■ **The task**: All entries should be output exactly as they stand.

■ **Dataset items**:
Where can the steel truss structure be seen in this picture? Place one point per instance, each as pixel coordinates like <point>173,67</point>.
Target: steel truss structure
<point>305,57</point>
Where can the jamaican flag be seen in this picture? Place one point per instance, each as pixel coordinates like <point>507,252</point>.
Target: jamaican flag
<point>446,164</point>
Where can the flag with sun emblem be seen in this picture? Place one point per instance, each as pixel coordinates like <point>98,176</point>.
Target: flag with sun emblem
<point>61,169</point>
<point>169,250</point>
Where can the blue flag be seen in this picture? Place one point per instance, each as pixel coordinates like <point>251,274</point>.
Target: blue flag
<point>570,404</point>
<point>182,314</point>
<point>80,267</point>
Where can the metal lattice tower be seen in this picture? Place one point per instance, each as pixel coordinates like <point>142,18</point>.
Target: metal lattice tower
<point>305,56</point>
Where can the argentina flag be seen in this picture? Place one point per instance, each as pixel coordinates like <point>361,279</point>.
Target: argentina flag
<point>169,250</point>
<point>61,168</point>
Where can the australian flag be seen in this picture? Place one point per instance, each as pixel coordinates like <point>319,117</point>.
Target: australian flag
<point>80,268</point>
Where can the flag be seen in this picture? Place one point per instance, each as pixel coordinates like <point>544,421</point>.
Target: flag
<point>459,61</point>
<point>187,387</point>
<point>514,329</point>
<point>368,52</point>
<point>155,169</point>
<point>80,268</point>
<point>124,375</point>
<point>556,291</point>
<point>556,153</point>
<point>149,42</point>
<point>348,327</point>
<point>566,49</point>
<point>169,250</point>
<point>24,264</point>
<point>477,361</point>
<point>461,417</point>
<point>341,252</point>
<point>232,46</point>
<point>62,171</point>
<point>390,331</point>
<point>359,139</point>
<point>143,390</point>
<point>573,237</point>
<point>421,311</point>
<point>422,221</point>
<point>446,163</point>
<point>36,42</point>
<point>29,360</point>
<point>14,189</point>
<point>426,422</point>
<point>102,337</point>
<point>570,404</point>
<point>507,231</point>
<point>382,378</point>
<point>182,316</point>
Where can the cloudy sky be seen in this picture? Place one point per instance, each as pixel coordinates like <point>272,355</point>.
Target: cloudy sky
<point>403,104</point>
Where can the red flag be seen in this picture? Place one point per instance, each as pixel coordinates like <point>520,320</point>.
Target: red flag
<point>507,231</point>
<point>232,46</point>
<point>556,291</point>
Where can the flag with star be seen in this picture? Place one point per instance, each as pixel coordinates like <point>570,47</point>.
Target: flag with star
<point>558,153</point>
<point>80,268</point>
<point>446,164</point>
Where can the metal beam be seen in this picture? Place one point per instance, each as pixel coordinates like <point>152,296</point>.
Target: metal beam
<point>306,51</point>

■ **Solution to the problem**:
Where can the steel truss structure be seen in this picture? Place one point per instance, each as pixel coordinates like <point>173,67</point>.
Target: steel truss structure
<point>305,57</point>
Where can the jamaican flag be seen in this picture? Place one point per instance, each as pixel coordinates like <point>507,252</point>.
Target: jamaican flag
<point>446,164</point>
Where can the flag with sun emblem be seen in this picture? Place one point per instance, each as pixel coordinates like <point>98,176</point>.
Target: flag with sun emblem
<point>61,169</point>
<point>169,250</point>
Where can the blue flag be seen in this picture? Place one point per instance, each as pixel coordinates like <point>251,274</point>.
Target: blue flag
<point>570,404</point>
<point>182,314</point>
<point>80,267</point>
Where can the metal lattice tower be seen in this picture? Place one point per instance, each as pixel coordinates like <point>142,18</point>.
Target: metal lattice tower
<point>305,56</point>
Where can the argentina flag be seen in this picture? Place one point per instance, each as pixel coordinates like <point>361,279</point>.
Target: argentina flag
<point>169,250</point>
<point>61,168</point>
Where can the australian flag be seen in this picture? Place one point per instance, each as pixel coordinates like <point>319,117</point>.
Target: australian flag
<point>80,268</point>
Where can the flag be seen in this picture? Place one point per instance, each as pixel coordinates like <point>544,421</point>.
Target: flag
<point>459,61</point>
<point>187,387</point>
<point>514,329</point>
<point>368,52</point>
<point>155,169</point>
<point>80,268</point>
<point>124,375</point>
<point>556,291</point>
<point>556,153</point>
<point>149,42</point>
<point>348,327</point>
<point>566,49</point>
<point>169,250</point>
<point>24,264</point>
<point>477,361</point>
<point>461,417</point>
<point>341,252</point>
<point>232,46</point>
<point>62,171</point>
<point>390,331</point>
<point>359,139</point>
<point>143,390</point>
<point>573,237</point>
<point>421,311</point>
<point>422,221</point>
<point>446,163</point>
<point>36,42</point>
<point>29,360</point>
<point>14,189</point>
<point>426,422</point>
<point>102,337</point>
<point>570,404</point>
<point>507,231</point>
<point>382,378</point>
<point>182,316</point>
Where can the cloudy sky be seen in this picture? Place one point per instance, each as pixel coordinates like <point>272,355</point>.
Target: cloudy sky
<point>403,104</point>
Where can the red flag be seen in this picture? Place one point per instance, each as pixel coordinates like <point>520,320</point>.
Target: red flag
<point>507,231</point>
<point>232,46</point>
<point>556,291</point>
Where can the flag with star be seen in this picture? Place one point per instance, each as pixel coordinates like <point>570,47</point>.
Target: flag with star
<point>558,153</point>
<point>80,268</point>
<point>446,164</point>
Where can the metal beam be seen in this picture? Place one point per instance, each as pixel coordinates like <point>152,296</point>.
Target: metal beam
<point>306,51</point>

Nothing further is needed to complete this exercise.